PARTES DO EXERCÍCIO:
1) Devolva, sem qualquer alteração, o trecho do texto sobre as dívidas ocultas de Moçambique que vai de "Segundo o despacho" até "envolvimento no esquema.".
2) Dê seguimento ao texto sobre as dívidas ocultas de Moçambique, escrevendo a parte que se segue à última frase apresentada.

TEXTO FORNECIDO:

************

Segundo o despacho da acusação norte-americana, divulgado a 19 de dezembro de 2018, só parte do dinheiro dos empréstimos pedidos teria sido aplicada em projetos marítimos. Outra parte teria sido usada para o pagamento de subornos. Após "pouca ou nenhuma atividade comercial", as três empresas deixaram de poder pagar os empréstimos e o Estado moçambicano assumiu as dívidas, por ser o garante.
Najib Allam, diretor financeiro da Privinvest, também foi acusado.
Três ex-banqueiros do banco Credit Suisse, que em conjunto com o banco russo VTB concedeu os empréstimos às empresas estatais moçambicanas, foram igualmente constituídos arguidos: Andrew Pearse, Detelina Subeva e Surjan Singh. Durante o julgamento nos EUA, os três deram-se como culpados de envolvimento no esquema.
A acusação norte-americana nomeou ainda três "oficiais" moçambicanos como arguidos: Manuel Chang, antigo ministro das Finanças, António do Rosário, do Serviço de Informação e Segurança do Estado (SISE) e administrador das três empresas estatais, e Teófilo Nhangumele, que agiria em nome do Gabinete da Presidência da República. Nenhum dos três esteve presente no julgamento nos EUA. Em fevereiro de 2019, Rosário e Nhangumele foram detidos em Moçambique no âmbito de um processo no país sobre as "dívidas ocultas". Chang continua detido na África do Sul à espera de uma decisão sobre se será extraditado para os EUA ou para Moçambique.
Durante o julgamento dos EUA foram ainda citados como "co-conspiradores" o atual ministro moçambicano das Finanças, Adriano Maleiane, a ex-vice-ministra das Finanças, Isaltina Lucas, e Ndambi Guebuza, filho do antigo Presidente Armando Guebuza. Mas os três não foram acusados formalmente.
2. Do que tratou o processo nos EUA?

************

DADOS APRESENTADOS:

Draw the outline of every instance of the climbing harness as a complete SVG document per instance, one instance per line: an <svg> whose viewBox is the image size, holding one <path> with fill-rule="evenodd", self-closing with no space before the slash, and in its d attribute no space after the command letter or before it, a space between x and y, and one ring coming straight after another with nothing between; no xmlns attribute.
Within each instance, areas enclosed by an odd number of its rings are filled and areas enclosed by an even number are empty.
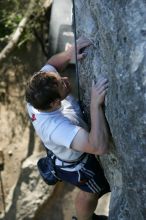
<svg viewBox="0 0 146 220"><path fill-rule="evenodd" d="M80 81L79 81L75 0L72 0L72 4L73 4L73 28L74 28L74 44L75 44L76 81L77 81L77 90L78 90L78 100L79 100L81 110L83 110L82 102L81 102L81 94L80 94Z"/></svg>

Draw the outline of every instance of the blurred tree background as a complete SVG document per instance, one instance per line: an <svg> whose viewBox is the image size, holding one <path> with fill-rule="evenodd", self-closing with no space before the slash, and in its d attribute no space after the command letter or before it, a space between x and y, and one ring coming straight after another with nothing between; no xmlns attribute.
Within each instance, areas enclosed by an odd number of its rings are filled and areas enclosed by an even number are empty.
<svg viewBox="0 0 146 220"><path fill-rule="evenodd" d="M35 50L36 53L38 47L38 53L42 53L43 57L48 57L48 29L51 3L52 1L50 0L0 1L1 101L5 96L4 86L9 86L7 84L7 81L9 81L8 69L14 70L15 73L11 75L16 75L18 69L19 72L22 72L23 69L23 71L27 73L28 71L26 71L26 69L28 57L30 56L29 60L33 59L33 51ZM34 48L34 45L36 45L36 48ZM36 59L34 64L34 67L36 68L37 58L34 59ZM18 75L20 77L20 74ZM19 81L18 77L16 80ZM22 79L20 81L21 83L23 82Z"/></svg>
<svg viewBox="0 0 146 220"><path fill-rule="evenodd" d="M0 1L0 142L5 158L2 179L7 195L19 178L21 163L35 149L25 111L25 86L49 56L51 0ZM0 214L3 212L0 190Z"/></svg>

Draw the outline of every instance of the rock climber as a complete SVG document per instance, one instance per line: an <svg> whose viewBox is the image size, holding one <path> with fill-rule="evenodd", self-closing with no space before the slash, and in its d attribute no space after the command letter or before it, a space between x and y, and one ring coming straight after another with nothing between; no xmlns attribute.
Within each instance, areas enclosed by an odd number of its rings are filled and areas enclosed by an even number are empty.
<svg viewBox="0 0 146 220"><path fill-rule="evenodd" d="M90 45L87 38L78 39L78 60L87 55L81 49ZM89 131L77 101L70 95L69 78L59 74L74 54L72 45L51 57L30 78L26 87L27 110L43 144L56 155L57 176L80 189L75 200L77 218L72 219L104 220L106 216L96 215L94 211L98 199L110 188L95 155L105 154L109 149L109 126L103 111L108 80L100 77L92 84Z"/></svg>

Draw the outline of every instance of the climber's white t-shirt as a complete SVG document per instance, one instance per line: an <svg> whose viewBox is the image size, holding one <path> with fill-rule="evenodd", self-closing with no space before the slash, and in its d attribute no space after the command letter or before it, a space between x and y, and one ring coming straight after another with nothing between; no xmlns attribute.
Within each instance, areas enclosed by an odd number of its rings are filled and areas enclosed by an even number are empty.
<svg viewBox="0 0 146 220"><path fill-rule="evenodd" d="M53 66L45 65L41 71L57 72ZM71 143L82 127L87 125L82 119L80 107L73 96L69 95L61 102L61 108L52 112L40 112L27 103L27 110L36 133L45 147L53 151L60 159L72 161L82 152L70 148Z"/></svg>

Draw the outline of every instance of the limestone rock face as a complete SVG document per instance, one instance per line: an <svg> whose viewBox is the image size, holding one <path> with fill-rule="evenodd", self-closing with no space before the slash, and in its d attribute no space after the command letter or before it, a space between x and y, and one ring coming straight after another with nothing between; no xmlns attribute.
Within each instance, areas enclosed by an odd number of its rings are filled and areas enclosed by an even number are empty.
<svg viewBox="0 0 146 220"><path fill-rule="evenodd" d="M106 115L114 144L101 161L112 195L109 220L146 219L146 2L77 0L77 34L92 40L81 62L89 113L92 79L109 78Z"/></svg>

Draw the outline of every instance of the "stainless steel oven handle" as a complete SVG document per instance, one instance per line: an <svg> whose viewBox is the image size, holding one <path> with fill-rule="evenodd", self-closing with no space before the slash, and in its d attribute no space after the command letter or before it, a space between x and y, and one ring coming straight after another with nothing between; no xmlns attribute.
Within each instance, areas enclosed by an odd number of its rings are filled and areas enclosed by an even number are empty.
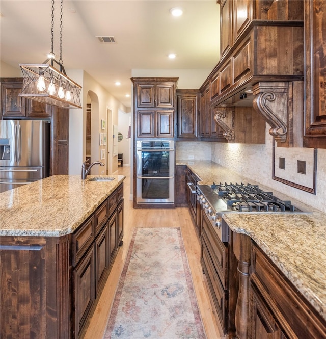
<svg viewBox="0 0 326 339"><path fill-rule="evenodd" d="M174 148L151 148L149 149L148 148L137 148L138 151L146 151L147 152L171 152L172 151L174 150Z"/></svg>
<svg viewBox="0 0 326 339"><path fill-rule="evenodd" d="M188 185L188 186L189 186L189 188L190 189L190 191L192 192L192 193L196 193L196 187L192 182L188 182L187 185Z"/></svg>
<svg viewBox="0 0 326 339"><path fill-rule="evenodd" d="M173 179L173 175L169 175L169 176L142 176L141 175L137 175L137 179Z"/></svg>

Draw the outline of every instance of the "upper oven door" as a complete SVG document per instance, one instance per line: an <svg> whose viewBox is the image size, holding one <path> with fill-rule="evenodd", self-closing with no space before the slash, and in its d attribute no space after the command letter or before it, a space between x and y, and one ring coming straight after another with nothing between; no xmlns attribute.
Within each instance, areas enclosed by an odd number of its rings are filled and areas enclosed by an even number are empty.
<svg viewBox="0 0 326 339"><path fill-rule="evenodd" d="M174 175L174 141L138 141L137 175L169 177Z"/></svg>

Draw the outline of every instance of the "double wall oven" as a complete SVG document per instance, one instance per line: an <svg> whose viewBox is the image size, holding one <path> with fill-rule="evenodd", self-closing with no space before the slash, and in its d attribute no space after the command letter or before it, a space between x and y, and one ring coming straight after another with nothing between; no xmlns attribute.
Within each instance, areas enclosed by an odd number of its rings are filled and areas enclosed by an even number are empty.
<svg viewBox="0 0 326 339"><path fill-rule="evenodd" d="M174 150L173 140L137 141L138 204L174 203Z"/></svg>

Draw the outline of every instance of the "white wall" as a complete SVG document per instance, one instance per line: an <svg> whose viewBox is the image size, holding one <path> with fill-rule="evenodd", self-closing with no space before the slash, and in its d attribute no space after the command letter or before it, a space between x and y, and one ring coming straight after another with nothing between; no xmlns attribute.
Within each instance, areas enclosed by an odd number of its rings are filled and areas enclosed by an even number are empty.
<svg viewBox="0 0 326 339"><path fill-rule="evenodd" d="M0 77L21 77L20 67L13 67L0 60Z"/></svg>
<svg viewBox="0 0 326 339"><path fill-rule="evenodd" d="M72 109L70 111L69 121L69 174L79 174L82 165L86 160L86 103L87 96L92 99L92 161L101 161L100 149L105 146L99 145L99 134L103 133L101 129L101 119L106 120L106 109L112 110L112 124L117 125L118 111L127 111L127 109L115 97L107 92L94 78L83 70L67 70L67 75L83 87L80 101L82 109ZM112 126L106 125L106 128ZM107 143L107 146L108 143ZM112 151L110 154L112 154ZM107 152L106 151L106 156ZM102 160L104 163L106 160ZM113 158L113 172L118 169L118 157ZM92 174L99 175L106 173L106 166L95 166L92 169ZM109 173L112 174L112 173Z"/></svg>
<svg viewBox="0 0 326 339"><path fill-rule="evenodd" d="M123 166L130 166L130 138L128 138L128 131L131 123L131 114L119 111L119 132L122 134L122 140L118 143L118 152L123 154Z"/></svg>

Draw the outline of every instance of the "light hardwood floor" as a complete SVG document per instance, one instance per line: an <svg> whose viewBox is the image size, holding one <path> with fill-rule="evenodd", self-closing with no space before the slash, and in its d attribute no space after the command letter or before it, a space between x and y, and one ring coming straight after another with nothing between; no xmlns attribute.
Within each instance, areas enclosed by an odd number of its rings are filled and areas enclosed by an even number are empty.
<svg viewBox="0 0 326 339"><path fill-rule="evenodd" d="M207 339L224 338L216 324L207 292L205 275L200 264L200 243L187 208L175 209L137 209L132 208L130 195L130 167L119 168L119 174L125 175L124 181L124 229L123 245L120 247L110 275L92 316L84 339L102 338L113 301L116 288L124 264L135 227L180 227L192 272ZM130 338L131 339L131 338Z"/></svg>

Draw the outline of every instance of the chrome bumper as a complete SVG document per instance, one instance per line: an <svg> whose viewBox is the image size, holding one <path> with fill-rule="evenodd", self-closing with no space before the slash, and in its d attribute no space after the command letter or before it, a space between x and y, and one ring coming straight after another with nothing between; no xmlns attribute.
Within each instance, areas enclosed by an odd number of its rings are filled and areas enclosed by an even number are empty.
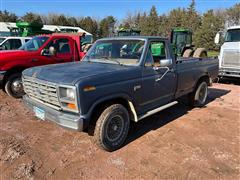
<svg viewBox="0 0 240 180"><path fill-rule="evenodd" d="M240 77L240 69L220 68L218 75L219 76L226 76L226 77Z"/></svg>
<svg viewBox="0 0 240 180"><path fill-rule="evenodd" d="M32 111L34 111L34 107L41 108L45 113L46 120L53 121L62 127L76 131L84 130L84 119L81 118L80 115L55 110L42 103L34 101L27 95L23 96L23 102Z"/></svg>

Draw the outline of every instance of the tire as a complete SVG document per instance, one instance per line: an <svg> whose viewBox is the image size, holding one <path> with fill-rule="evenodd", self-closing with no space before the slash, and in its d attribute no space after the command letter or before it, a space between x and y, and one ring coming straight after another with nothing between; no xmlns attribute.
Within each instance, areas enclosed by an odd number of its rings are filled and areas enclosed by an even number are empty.
<svg viewBox="0 0 240 180"><path fill-rule="evenodd" d="M203 107L208 95L208 85L206 81L200 81L195 90L189 94L189 103L193 107Z"/></svg>
<svg viewBox="0 0 240 180"><path fill-rule="evenodd" d="M113 104L107 107L96 122L95 143L107 151L119 149L127 138L129 125L129 114L123 105Z"/></svg>
<svg viewBox="0 0 240 180"><path fill-rule="evenodd" d="M88 52L88 50L92 47L92 44L86 44L83 48L83 52Z"/></svg>
<svg viewBox="0 0 240 180"><path fill-rule="evenodd" d="M15 73L11 74L7 78L5 83L5 91L9 96L14 98L21 98L25 94L21 77L21 73Z"/></svg>
<svg viewBox="0 0 240 180"><path fill-rule="evenodd" d="M197 48L193 53L193 57L195 58L207 57L207 50L205 48Z"/></svg>
<svg viewBox="0 0 240 180"><path fill-rule="evenodd" d="M193 54L193 50L192 49L186 49L183 53L183 57L189 58L191 57Z"/></svg>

************

RESPOSTAS ÀS TAREFAS:
1)
Segundo o despacho da acusação norte-americana, divulgado a 19 de dezembro de 2018, só parte do dinheiro dos empréstimos pedidos teria sido aplicada em projetos marítimos. Outra parte teria sido usada para o pagamento de subornos. Após "pouca ou nenhuma atividade comercial", as três empresas deixaram de poder pagar os empréstimos e o Estado moçambicano assumiu as dívidas, por ser o garante.
Najib Allam, diretor financeiro da Privinvest, também foi acusado.
Três ex-banqueiros do banco Credit Suisse, que em conjunto com o banco russo VTB concedeu os empréstimos às empresas estatais moçambicanas, foram igualmente constituídos arguidos: Andrew Pearse, Detelina Subeva e Surjan Singh. Durante o julgamento nos EUA, os três deram-se como culpados de envolvimento no esquema.

2)
Os procuradores alegaram, durante o julgamento, que não só o povo moçambicano, como também investidores norte-americanos foram prejudicados com os negócios "criminosos" da Privinvest em Moçambique.
Os oito arguidos foram acusados de lavagem de dinheiro, conspiração para fraude eletrónica e fraude envolvendo títulos financeiros. Isto porque, quando as empresas moçambicanas entraram em incumprimento, as dívidas foram vendidas a investidores internacionais, incluindo norte-americanos. Os três ex-banqueiros do Credit Suisse foram ainda acusados de conspiração para violar a lei anticorrupção norte-americana, por alegadamente facilitarem o pagamento de subornos a oficiais moçambicanos.
3. Quanto dinheiro em subornos?
Segundo a acusação, os arguidos teriam sido responsáveis pelo desvio de cerca de 200 milhões de dólares para o pagamento de subornos.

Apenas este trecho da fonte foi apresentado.